TASK OBJECTIVE
Count how many lines in the rows below contain the string "motorcycle", treating uppercase and lowercase as different, and reply with only that number.

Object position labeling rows
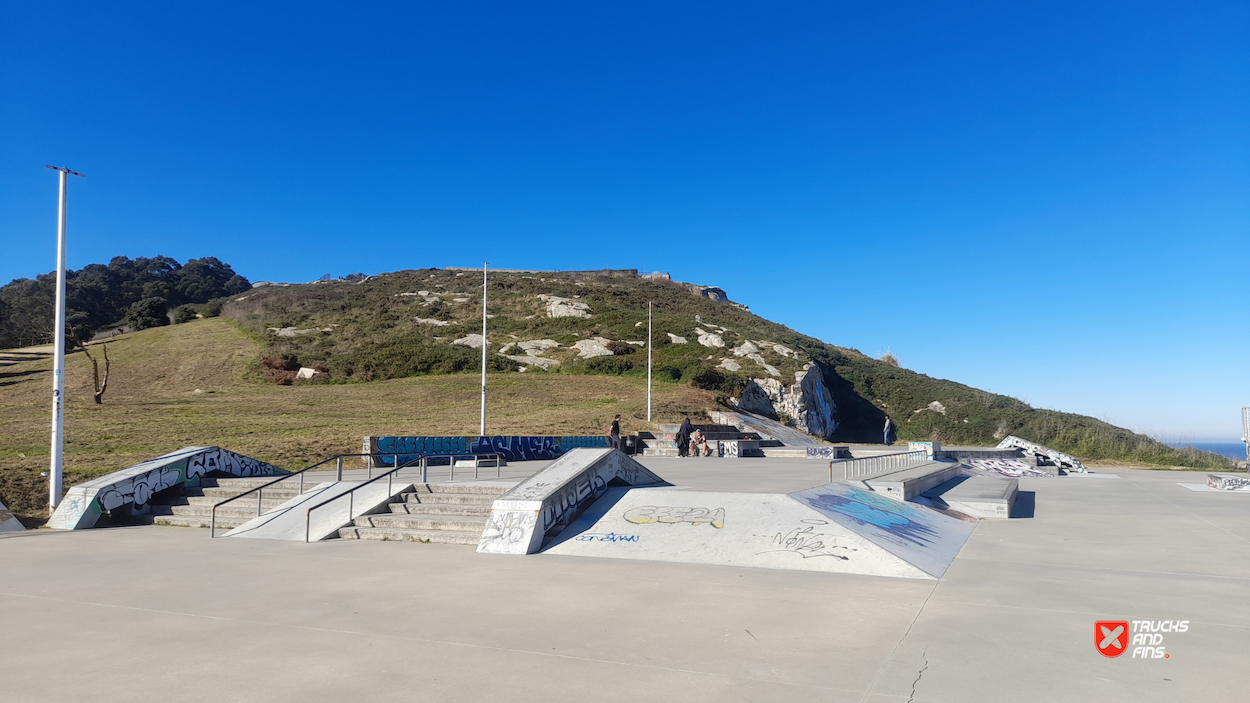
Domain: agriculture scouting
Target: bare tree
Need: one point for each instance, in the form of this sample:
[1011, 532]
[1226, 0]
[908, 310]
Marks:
[100, 384]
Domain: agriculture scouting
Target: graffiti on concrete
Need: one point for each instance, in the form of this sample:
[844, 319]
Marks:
[806, 542]
[129, 490]
[670, 514]
[605, 537]
[869, 508]
[9, 522]
[518, 448]
[135, 492]
[1014, 468]
[558, 493]
[509, 528]
[511, 447]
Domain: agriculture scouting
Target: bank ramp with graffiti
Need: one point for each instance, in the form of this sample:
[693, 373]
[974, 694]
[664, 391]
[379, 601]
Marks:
[598, 503]
[129, 492]
[834, 528]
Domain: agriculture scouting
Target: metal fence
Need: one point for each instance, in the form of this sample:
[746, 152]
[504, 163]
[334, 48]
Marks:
[871, 465]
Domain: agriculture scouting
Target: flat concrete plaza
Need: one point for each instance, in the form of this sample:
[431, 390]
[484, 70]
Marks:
[165, 613]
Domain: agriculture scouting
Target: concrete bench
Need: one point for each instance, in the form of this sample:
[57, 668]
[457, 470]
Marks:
[980, 495]
[913, 480]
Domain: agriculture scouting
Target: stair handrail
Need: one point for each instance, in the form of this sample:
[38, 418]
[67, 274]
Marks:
[881, 463]
[390, 488]
[338, 458]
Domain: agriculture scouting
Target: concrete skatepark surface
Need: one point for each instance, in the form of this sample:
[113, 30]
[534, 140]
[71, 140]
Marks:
[108, 614]
[833, 528]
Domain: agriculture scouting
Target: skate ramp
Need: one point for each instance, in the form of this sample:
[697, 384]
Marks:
[925, 537]
[129, 490]
[836, 528]
[525, 517]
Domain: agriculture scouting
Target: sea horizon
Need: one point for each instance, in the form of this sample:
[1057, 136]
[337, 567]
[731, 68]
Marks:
[1230, 449]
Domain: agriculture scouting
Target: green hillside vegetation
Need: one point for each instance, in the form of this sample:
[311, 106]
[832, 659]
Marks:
[136, 293]
[190, 384]
[371, 333]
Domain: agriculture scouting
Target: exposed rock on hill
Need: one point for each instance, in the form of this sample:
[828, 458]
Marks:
[808, 402]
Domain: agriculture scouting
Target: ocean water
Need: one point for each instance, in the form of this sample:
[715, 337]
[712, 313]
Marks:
[1230, 449]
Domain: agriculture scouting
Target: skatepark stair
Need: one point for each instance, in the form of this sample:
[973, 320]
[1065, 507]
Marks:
[193, 507]
[446, 513]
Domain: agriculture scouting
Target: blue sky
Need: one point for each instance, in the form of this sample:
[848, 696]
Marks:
[1046, 200]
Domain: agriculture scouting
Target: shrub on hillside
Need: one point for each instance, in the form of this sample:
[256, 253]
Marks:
[609, 365]
[214, 308]
[669, 373]
[709, 379]
[620, 348]
[148, 313]
[280, 362]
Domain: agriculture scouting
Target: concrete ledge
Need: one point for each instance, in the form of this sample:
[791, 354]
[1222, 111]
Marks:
[908, 483]
[980, 495]
[130, 489]
[554, 497]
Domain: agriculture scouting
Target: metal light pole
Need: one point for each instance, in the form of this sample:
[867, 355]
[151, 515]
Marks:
[483, 433]
[648, 362]
[54, 474]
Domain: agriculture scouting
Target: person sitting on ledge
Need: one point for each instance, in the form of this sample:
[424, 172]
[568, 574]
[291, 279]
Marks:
[698, 440]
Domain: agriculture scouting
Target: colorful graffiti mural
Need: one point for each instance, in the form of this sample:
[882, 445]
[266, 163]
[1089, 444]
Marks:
[920, 536]
[514, 448]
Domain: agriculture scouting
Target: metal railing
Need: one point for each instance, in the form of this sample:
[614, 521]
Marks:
[870, 465]
[390, 487]
[338, 459]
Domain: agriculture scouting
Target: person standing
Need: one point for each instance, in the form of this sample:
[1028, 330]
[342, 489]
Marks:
[614, 435]
[683, 437]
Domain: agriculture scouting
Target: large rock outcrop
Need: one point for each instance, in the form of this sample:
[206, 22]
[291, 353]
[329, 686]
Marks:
[808, 402]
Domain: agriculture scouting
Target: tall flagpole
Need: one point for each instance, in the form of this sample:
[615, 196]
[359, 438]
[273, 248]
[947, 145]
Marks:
[483, 433]
[649, 362]
[54, 474]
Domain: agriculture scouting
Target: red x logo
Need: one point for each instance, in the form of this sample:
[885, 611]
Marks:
[1111, 637]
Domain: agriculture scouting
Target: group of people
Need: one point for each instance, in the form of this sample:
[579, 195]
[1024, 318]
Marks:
[690, 440]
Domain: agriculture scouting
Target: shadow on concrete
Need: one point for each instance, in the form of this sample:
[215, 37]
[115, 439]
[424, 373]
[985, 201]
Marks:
[1024, 504]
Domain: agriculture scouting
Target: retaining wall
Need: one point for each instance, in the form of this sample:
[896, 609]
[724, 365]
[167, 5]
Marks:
[514, 448]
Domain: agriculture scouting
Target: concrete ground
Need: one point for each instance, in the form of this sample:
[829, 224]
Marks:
[134, 613]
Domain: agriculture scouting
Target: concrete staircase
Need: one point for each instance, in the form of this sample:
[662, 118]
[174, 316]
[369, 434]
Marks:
[194, 507]
[441, 513]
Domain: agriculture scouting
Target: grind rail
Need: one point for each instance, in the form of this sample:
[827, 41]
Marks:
[423, 462]
[881, 464]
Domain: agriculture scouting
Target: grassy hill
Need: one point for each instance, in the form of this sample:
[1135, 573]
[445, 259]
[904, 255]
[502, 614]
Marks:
[210, 382]
[373, 333]
[153, 407]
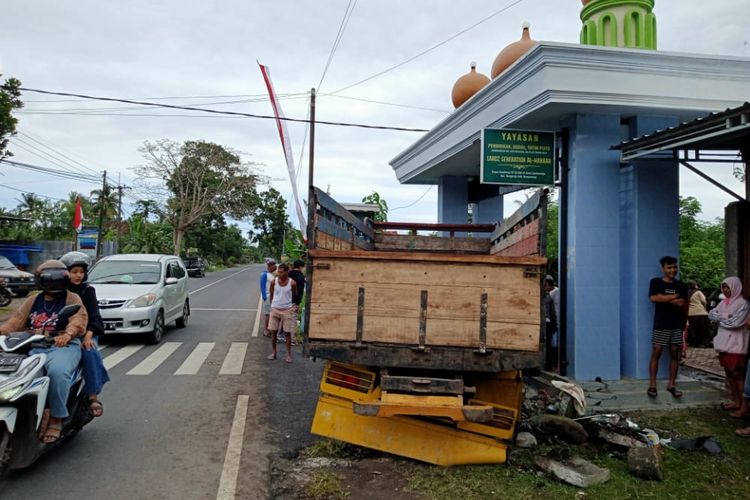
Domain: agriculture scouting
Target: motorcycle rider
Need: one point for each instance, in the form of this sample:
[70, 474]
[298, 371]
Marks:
[94, 373]
[63, 357]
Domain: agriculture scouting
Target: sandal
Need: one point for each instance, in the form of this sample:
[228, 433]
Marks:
[52, 433]
[96, 407]
[674, 392]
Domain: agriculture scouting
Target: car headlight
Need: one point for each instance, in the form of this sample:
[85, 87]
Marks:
[143, 301]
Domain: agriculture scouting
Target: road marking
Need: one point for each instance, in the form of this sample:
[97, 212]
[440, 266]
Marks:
[194, 362]
[257, 316]
[121, 355]
[215, 309]
[231, 469]
[235, 359]
[156, 358]
[218, 281]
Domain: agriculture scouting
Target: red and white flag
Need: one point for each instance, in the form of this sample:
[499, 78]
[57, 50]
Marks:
[285, 144]
[78, 216]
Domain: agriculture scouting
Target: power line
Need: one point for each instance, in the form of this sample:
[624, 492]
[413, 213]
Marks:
[430, 49]
[337, 40]
[414, 202]
[219, 112]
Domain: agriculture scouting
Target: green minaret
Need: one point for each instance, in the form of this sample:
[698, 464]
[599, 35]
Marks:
[619, 23]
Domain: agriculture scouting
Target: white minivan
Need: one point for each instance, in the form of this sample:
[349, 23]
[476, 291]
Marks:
[141, 293]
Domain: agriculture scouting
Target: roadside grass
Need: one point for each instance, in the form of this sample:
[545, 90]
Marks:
[326, 485]
[688, 474]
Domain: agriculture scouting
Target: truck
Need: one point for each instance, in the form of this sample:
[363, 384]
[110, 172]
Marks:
[424, 336]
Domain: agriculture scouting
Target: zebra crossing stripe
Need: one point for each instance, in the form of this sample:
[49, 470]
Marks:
[121, 355]
[194, 362]
[235, 359]
[156, 358]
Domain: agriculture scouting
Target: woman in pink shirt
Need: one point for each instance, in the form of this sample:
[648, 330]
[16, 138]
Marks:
[731, 341]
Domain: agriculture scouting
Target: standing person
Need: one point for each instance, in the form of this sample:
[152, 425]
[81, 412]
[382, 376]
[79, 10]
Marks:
[551, 322]
[697, 316]
[266, 278]
[731, 341]
[52, 278]
[299, 278]
[670, 314]
[94, 373]
[282, 290]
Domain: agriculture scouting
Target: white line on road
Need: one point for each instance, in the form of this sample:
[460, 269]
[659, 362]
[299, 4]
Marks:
[228, 481]
[216, 309]
[194, 362]
[156, 358]
[257, 316]
[219, 281]
[235, 359]
[121, 355]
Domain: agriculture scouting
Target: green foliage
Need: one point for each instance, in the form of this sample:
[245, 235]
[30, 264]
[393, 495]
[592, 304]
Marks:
[701, 246]
[374, 198]
[270, 222]
[10, 100]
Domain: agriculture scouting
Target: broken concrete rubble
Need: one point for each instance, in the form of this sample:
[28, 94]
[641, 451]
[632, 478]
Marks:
[575, 471]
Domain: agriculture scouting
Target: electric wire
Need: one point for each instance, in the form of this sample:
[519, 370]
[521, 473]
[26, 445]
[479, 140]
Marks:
[414, 202]
[220, 112]
[430, 49]
[337, 40]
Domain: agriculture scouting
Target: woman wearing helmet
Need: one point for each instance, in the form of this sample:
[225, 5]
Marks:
[52, 279]
[94, 373]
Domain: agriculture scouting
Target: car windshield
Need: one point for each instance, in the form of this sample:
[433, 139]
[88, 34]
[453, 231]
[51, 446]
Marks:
[6, 264]
[126, 272]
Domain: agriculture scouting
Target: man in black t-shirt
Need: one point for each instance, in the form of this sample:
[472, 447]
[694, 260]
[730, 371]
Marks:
[670, 316]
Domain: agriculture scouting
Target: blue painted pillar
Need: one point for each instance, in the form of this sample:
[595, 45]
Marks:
[593, 253]
[489, 210]
[649, 208]
[453, 200]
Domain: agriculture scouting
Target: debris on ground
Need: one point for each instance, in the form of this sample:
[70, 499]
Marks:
[525, 440]
[704, 443]
[646, 463]
[574, 470]
[556, 427]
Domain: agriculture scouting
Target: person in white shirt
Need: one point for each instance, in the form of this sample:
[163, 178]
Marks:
[283, 289]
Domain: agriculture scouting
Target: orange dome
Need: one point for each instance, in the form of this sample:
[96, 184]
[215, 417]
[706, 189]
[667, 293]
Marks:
[468, 85]
[513, 52]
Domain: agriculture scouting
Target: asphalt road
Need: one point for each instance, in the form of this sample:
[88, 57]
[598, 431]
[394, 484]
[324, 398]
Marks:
[198, 416]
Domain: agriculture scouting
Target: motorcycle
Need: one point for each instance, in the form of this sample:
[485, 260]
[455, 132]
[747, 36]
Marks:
[23, 396]
[5, 294]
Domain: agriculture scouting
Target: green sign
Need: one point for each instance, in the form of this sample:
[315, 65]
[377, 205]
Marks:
[517, 157]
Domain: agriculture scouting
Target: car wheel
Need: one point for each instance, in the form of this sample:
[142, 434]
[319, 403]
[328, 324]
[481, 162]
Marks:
[158, 332]
[182, 322]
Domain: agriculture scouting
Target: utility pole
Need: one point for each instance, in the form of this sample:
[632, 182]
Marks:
[101, 216]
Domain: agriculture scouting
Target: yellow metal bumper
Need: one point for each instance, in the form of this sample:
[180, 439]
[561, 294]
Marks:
[405, 436]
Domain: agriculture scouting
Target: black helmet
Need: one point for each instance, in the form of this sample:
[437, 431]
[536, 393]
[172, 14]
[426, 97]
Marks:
[73, 259]
[52, 277]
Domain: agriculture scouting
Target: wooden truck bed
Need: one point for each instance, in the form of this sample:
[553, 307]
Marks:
[451, 305]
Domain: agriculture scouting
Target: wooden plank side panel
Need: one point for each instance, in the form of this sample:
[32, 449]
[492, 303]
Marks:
[392, 303]
[444, 302]
[405, 242]
[426, 274]
[442, 332]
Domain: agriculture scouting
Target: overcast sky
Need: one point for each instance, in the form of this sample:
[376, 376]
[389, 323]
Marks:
[148, 50]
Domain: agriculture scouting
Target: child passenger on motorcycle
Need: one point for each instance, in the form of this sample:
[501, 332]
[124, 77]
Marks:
[52, 279]
[94, 373]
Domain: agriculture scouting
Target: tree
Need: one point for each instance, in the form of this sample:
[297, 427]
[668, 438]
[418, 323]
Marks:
[271, 222]
[197, 178]
[10, 100]
[374, 198]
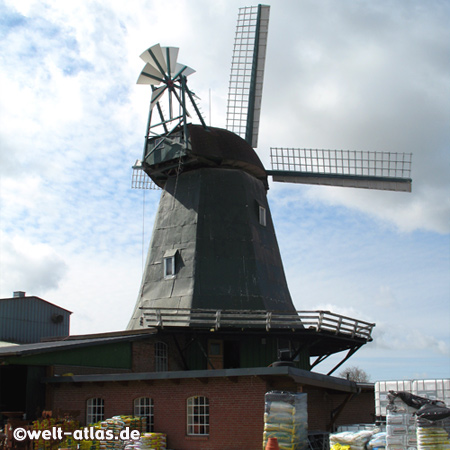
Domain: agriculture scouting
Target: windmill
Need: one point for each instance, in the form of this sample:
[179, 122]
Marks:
[213, 246]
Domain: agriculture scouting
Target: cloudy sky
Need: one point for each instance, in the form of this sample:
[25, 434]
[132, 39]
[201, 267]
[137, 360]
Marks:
[346, 74]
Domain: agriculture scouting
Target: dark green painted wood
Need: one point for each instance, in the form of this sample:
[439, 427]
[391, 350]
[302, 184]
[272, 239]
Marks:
[116, 355]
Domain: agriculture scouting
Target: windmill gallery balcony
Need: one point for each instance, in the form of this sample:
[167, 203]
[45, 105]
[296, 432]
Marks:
[313, 321]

ANSWER TO THE EXERCISE
3